■ **DATA SUPPLIED**
= = =
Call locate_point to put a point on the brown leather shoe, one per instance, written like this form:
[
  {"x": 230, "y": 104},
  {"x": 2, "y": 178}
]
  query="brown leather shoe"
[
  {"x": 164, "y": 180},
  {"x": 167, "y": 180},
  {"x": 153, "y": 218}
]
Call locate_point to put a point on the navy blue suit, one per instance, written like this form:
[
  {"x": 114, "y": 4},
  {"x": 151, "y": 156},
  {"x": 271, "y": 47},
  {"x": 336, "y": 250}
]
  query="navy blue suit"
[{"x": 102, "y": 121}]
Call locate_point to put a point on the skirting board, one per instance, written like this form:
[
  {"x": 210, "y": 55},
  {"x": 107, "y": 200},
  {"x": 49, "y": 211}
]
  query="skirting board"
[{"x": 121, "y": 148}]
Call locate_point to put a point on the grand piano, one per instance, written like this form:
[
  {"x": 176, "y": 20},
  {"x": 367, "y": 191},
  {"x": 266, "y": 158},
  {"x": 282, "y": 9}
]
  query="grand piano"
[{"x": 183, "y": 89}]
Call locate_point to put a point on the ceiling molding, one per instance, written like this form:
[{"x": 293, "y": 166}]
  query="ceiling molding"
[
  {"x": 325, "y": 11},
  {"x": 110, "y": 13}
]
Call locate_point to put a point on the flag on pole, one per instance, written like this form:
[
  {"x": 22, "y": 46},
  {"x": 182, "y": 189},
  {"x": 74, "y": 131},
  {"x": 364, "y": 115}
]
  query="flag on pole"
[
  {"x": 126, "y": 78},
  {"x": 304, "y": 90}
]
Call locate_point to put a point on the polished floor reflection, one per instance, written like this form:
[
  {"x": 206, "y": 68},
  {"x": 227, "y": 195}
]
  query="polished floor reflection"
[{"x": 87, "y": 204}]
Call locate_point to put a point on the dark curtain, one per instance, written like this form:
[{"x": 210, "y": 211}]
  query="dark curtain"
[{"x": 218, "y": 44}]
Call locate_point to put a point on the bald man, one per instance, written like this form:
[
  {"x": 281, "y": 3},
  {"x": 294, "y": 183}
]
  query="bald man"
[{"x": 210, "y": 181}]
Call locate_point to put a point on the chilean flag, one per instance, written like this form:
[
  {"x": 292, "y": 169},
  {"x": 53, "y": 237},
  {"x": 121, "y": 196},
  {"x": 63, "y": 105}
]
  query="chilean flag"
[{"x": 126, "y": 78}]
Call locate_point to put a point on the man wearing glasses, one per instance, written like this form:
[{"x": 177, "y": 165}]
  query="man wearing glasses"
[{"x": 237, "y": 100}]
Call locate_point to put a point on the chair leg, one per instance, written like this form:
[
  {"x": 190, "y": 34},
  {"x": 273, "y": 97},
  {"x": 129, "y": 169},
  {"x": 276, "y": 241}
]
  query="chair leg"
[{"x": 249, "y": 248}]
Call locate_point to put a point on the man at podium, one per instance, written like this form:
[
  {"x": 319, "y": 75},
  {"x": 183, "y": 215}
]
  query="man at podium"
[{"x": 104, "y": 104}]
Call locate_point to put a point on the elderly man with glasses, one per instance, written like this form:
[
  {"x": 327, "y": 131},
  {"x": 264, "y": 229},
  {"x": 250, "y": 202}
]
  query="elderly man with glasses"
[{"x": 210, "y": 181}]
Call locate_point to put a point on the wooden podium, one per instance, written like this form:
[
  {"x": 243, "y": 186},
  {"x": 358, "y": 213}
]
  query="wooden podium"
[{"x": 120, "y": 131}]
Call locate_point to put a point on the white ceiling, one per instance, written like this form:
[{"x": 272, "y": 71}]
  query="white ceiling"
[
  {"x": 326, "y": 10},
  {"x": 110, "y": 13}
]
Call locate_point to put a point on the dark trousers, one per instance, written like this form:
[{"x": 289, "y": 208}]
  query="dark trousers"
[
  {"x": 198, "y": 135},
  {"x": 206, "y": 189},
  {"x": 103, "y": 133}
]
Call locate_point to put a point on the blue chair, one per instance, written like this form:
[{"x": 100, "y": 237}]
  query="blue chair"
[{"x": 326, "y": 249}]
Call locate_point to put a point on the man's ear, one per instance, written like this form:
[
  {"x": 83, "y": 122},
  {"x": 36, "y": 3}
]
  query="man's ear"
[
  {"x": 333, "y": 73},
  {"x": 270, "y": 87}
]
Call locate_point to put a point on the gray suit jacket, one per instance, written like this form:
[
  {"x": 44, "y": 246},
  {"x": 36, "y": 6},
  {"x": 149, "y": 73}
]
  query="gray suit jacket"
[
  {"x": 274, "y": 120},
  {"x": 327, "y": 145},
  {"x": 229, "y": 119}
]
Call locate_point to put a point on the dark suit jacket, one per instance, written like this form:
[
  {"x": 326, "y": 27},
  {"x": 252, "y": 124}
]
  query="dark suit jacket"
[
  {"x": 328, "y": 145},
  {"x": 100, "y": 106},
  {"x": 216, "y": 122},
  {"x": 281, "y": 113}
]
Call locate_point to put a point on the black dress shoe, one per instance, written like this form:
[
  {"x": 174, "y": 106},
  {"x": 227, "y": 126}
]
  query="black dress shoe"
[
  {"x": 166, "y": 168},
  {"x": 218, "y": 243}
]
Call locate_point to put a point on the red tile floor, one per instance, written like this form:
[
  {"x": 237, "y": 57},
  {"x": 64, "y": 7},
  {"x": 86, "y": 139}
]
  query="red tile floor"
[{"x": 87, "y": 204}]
= = =
■ **PROBLEM STATEMENT**
Would you reproduce the whole listing above, word for word?

■ **WORKED SOLUTION**
Call locate_point to put a point on the brown leather shoe, one per instance, written like this form:
[
  {"x": 230, "y": 104},
  {"x": 2, "y": 178}
]
  query="brown leather shoe"
[
  {"x": 164, "y": 180},
  {"x": 167, "y": 180},
  {"x": 153, "y": 218}
]
Call locate_point to put a point on the navy blue suit, one per instance, written like this form:
[
  {"x": 114, "y": 4},
  {"x": 151, "y": 156},
  {"x": 271, "y": 47},
  {"x": 336, "y": 250}
]
  query="navy blue suit"
[{"x": 102, "y": 121}]
Call locate_point to put a point on the skirting board, one per instance, written like this form:
[
  {"x": 210, "y": 55},
  {"x": 107, "y": 200},
  {"x": 49, "y": 211}
]
  query="skirting board"
[{"x": 121, "y": 148}]
Call locate_point to put a point on the grand piano, one per instance, written like this form:
[
  {"x": 176, "y": 20},
  {"x": 367, "y": 191},
  {"x": 266, "y": 158},
  {"x": 282, "y": 9}
]
  query="grand piano"
[{"x": 183, "y": 89}]
Call locate_point to put a point on the ceiling molding, one per instance, written like this form:
[{"x": 293, "y": 166}]
  query="ceiling molding"
[
  {"x": 325, "y": 11},
  {"x": 110, "y": 13}
]
Call locate_point to put a point on the flag on pole, one per instance, written like this form:
[
  {"x": 22, "y": 46},
  {"x": 182, "y": 189},
  {"x": 74, "y": 131},
  {"x": 364, "y": 115}
]
  query="flag on pole"
[
  {"x": 126, "y": 78},
  {"x": 304, "y": 90}
]
Call locate_point to put a point on the polished floor reflection, one per instance, written like this form:
[
  {"x": 206, "y": 68},
  {"x": 227, "y": 195}
]
  query="polished floor reflection"
[{"x": 87, "y": 204}]
Call locate_point to put a point on the dark curtain, one per instance, written like this form:
[{"x": 210, "y": 211}]
  query="dark curtain"
[{"x": 218, "y": 44}]
Call locate_point to put a point on the bald man, one per instance, written like this form:
[
  {"x": 281, "y": 3},
  {"x": 294, "y": 183}
]
  query="bald man"
[{"x": 210, "y": 181}]
Call locate_point to put a point on the chilean flag, one per instance, written like this form:
[
  {"x": 292, "y": 169},
  {"x": 53, "y": 237},
  {"x": 121, "y": 196},
  {"x": 63, "y": 105}
]
  query="chilean flag"
[{"x": 126, "y": 78}]
Call locate_point to put a point on the man wearing glasses, one per instance, written like this form:
[{"x": 177, "y": 165}]
  query="man wearing glasses"
[{"x": 237, "y": 100}]
Call locate_point to put a point on the chair leg, one per instance, written like this form:
[
  {"x": 190, "y": 34},
  {"x": 273, "y": 97},
  {"x": 129, "y": 169},
  {"x": 276, "y": 241}
]
  query="chair leg"
[{"x": 249, "y": 248}]
Call locate_point to put a point on the man at podium, one per instance, written like this form:
[
  {"x": 319, "y": 75},
  {"x": 183, "y": 215}
]
  query="man at podium"
[{"x": 104, "y": 104}]
Call locate_point to put a point on the elderly man with glasses, one per instance, written like this form:
[
  {"x": 327, "y": 131},
  {"x": 264, "y": 229},
  {"x": 250, "y": 202}
]
  query="elderly man with glasses"
[{"x": 210, "y": 181}]
Call locate_point to put a point on the wooden podium, one per instance, written like this form:
[
  {"x": 243, "y": 186},
  {"x": 358, "y": 213}
]
  query="wooden podium"
[{"x": 120, "y": 131}]
Call locate_point to put a point on the white ceiling, one per instance, written like this form:
[{"x": 272, "y": 71}]
  query="white ceiling"
[
  {"x": 326, "y": 10},
  {"x": 110, "y": 13}
]
Call locate_point to put a point on the dark trousers, one per instance, written like this form:
[{"x": 289, "y": 208}]
  query="dark trousers"
[
  {"x": 198, "y": 135},
  {"x": 206, "y": 189},
  {"x": 103, "y": 133}
]
Call locate_point to put a point on the blue chair, one per instance, written like this form:
[{"x": 100, "y": 237}]
  query="blue chair"
[{"x": 326, "y": 249}]
Call locate_point to put a point on the man's ear, one per instance, written like this form:
[
  {"x": 83, "y": 122},
  {"x": 36, "y": 3}
]
  query="man's ear"
[
  {"x": 333, "y": 73},
  {"x": 270, "y": 87}
]
Call locate_point to put a point on the gray suit jacket, one per instance, written like this form:
[
  {"x": 44, "y": 246},
  {"x": 36, "y": 6},
  {"x": 149, "y": 73}
]
  query="gray suit jacket"
[
  {"x": 274, "y": 120},
  {"x": 327, "y": 145},
  {"x": 229, "y": 119}
]
Call locate_point to put a point on the dark suit jacket, one per instance, written like this form:
[
  {"x": 326, "y": 27},
  {"x": 252, "y": 124}
]
  query="dark suit jacket"
[
  {"x": 328, "y": 145},
  {"x": 100, "y": 106},
  {"x": 216, "y": 122},
  {"x": 281, "y": 113}
]
Call locate_point to put a point on the black dress shoe, one per instance, written like this form:
[
  {"x": 174, "y": 106},
  {"x": 227, "y": 126}
]
  query="black dress shoe"
[
  {"x": 166, "y": 168},
  {"x": 218, "y": 243}
]
Call locate_point to put a point on the red tile floor, one per instance, written like this form:
[
  {"x": 237, "y": 57},
  {"x": 64, "y": 7},
  {"x": 86, "y": 139}
]
  query="red tile floor"
[{"x": 87, "y": 204}]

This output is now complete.